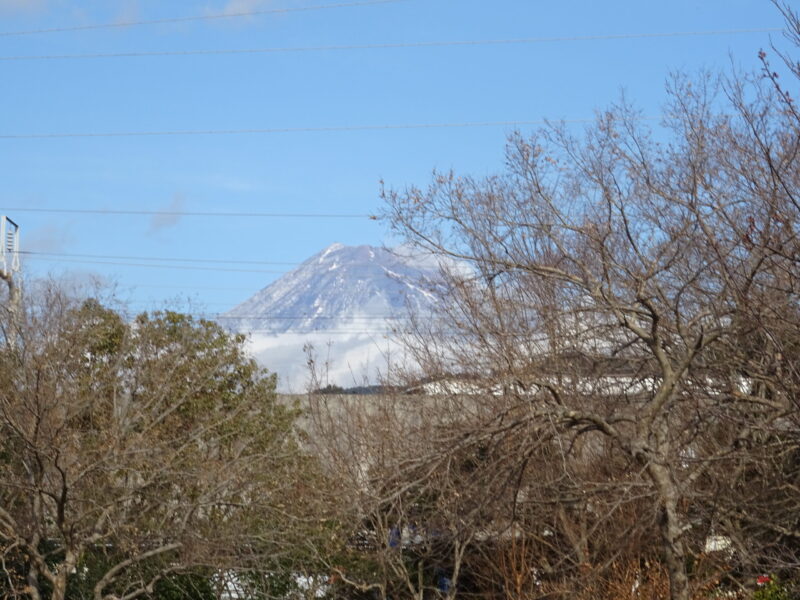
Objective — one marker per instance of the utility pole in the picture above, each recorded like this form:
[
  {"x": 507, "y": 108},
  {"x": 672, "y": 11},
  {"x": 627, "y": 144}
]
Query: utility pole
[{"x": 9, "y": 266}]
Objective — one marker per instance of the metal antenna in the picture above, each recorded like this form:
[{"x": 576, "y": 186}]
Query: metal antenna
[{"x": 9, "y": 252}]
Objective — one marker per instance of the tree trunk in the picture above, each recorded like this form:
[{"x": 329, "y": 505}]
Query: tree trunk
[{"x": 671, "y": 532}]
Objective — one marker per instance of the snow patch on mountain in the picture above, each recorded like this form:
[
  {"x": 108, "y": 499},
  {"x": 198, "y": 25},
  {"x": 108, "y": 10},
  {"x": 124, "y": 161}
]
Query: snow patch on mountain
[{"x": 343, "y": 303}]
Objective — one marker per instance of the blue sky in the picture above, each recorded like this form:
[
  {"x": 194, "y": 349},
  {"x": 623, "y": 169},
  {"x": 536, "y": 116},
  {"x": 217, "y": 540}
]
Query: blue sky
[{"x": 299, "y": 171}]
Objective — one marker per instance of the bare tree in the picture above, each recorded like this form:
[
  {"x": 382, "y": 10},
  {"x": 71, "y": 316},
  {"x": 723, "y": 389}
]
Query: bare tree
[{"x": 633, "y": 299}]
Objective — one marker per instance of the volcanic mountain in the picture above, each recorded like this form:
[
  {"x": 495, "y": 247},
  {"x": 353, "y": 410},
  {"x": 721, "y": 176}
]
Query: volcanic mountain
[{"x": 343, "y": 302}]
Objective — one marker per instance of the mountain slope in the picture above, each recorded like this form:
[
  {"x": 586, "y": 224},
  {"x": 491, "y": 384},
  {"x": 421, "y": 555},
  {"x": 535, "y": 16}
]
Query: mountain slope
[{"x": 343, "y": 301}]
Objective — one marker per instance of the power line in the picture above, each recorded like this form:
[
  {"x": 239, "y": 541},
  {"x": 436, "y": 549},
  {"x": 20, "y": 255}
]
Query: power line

···

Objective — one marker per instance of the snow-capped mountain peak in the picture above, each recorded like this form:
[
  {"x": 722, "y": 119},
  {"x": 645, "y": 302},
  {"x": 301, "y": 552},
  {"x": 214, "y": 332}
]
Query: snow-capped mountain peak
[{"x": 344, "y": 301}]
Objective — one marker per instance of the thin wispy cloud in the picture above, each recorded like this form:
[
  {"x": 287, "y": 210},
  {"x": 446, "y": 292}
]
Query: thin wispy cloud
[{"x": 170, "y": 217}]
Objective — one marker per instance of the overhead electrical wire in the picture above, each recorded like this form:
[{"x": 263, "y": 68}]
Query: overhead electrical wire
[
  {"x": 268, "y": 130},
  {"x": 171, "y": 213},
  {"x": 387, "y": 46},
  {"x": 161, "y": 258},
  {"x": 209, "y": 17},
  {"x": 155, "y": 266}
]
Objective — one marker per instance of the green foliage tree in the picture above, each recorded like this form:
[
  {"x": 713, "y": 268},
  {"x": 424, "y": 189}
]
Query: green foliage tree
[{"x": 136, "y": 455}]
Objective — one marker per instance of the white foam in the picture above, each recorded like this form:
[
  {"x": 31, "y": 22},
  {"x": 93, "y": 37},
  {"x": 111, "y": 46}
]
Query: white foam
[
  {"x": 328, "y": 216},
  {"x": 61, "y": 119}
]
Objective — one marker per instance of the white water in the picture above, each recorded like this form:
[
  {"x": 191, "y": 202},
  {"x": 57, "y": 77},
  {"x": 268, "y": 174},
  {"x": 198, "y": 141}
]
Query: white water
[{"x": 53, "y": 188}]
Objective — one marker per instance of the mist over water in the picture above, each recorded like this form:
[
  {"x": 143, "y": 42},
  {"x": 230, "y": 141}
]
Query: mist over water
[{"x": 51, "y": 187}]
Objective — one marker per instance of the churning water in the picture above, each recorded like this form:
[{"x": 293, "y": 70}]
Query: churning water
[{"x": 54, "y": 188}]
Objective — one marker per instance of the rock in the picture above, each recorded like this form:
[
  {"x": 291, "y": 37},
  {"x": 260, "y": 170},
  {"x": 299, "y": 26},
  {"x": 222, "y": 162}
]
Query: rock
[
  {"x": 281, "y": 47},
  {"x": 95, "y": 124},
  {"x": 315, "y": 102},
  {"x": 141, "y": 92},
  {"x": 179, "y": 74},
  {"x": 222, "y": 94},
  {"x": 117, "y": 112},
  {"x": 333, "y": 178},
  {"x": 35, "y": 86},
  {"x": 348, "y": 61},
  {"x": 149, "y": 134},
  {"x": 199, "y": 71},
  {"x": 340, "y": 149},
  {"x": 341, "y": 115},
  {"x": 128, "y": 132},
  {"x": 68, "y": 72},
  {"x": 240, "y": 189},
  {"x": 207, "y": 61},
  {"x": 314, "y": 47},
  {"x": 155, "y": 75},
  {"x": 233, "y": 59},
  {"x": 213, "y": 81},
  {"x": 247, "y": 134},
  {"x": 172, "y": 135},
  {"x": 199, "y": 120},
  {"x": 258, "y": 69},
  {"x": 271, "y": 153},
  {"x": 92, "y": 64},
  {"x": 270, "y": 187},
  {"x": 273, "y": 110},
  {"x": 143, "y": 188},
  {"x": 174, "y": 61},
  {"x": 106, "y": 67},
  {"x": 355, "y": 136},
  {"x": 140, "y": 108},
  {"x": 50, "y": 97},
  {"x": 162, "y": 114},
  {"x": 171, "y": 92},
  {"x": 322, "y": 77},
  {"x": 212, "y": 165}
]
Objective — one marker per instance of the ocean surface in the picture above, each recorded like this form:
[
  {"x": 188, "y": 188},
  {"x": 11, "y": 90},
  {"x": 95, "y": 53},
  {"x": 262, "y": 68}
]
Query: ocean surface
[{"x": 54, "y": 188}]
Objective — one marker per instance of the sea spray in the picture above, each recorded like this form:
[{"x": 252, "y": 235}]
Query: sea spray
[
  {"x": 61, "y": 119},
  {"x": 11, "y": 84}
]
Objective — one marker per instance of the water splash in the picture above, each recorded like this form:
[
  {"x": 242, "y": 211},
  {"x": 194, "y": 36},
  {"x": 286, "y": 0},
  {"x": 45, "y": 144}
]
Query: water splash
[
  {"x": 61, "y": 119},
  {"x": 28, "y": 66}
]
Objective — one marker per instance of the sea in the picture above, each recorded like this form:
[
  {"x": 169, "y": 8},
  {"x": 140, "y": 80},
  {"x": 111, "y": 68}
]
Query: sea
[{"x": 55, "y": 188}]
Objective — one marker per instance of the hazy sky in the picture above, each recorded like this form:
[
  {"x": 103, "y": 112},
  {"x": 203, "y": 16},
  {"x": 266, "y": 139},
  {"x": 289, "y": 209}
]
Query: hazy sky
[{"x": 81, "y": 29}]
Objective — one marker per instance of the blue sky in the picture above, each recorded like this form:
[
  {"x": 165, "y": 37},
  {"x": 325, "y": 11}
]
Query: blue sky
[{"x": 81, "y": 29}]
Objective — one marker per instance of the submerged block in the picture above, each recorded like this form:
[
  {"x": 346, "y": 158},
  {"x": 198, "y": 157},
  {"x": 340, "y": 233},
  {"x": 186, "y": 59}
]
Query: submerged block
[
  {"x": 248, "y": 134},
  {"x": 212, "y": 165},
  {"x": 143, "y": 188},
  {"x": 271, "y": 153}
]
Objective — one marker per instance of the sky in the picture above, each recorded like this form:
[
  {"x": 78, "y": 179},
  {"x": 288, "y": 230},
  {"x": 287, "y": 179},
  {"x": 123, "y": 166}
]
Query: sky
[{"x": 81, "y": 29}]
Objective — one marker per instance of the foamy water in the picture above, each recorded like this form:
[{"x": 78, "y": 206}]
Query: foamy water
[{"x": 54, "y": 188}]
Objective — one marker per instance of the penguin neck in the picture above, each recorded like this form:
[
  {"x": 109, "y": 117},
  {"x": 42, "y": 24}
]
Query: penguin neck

···

THE REQUEST » Count the lines in the items above that contain the word "white" and give only that number.

OUTPUT OF THE TASK » 4